Page extract
▼

CKA Tip: Hard anti-affinity with topologyKey: kubernetes.io/hostname means you can't have more replicas than nodes. If you have 3 nodes and 4 replicas, one pod stays Pending.


5. Taints and Tolerations

Taints are applied to nodes to repel pods. Tolerations are applied to pods to allow scheduling on tainted nodes.

5.1 Concept

1
2
3
4
Node with taint: "gpu=true:NoSchedule"

  Pod WITHOUT toleration  ──▶  REJECTED ✗
  Pod WITH toleration     ──▶  ALLOWED  ✓

Taints repel. Tolerations permit. A toleration does NOT guarantee scheduling on the tainted node — it only removes the restriction. Use nodeSelector or affinity to attract pods to specific nodes.

5.2 Taint Effects

Effect Behavior
NoSchedule New pods without toleration won't be scheduled. Existing pods stay.
PreferNoSchedule Scheduler tries to avoid, but will schedule if no other option.

▲

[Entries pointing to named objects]
▼

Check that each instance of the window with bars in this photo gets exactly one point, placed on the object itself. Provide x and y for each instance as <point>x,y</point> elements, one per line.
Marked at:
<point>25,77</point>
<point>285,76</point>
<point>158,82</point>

▲

Task goal
Answer these questions using the Kubernetes scheduling extract above.
1. With hard anti-affinity, 3 nodes and 4 replicas, what happens to one pod?
2. What does the extract say to use to attract pods to specific nodes?
3. How does the scheduler behave under the PreferNoSchedule effect?

Response to this task
1. It stays Pending.
2. nodeSelector or affinity.
3. It tries to avoid the node, but will schedule there if there is no other option.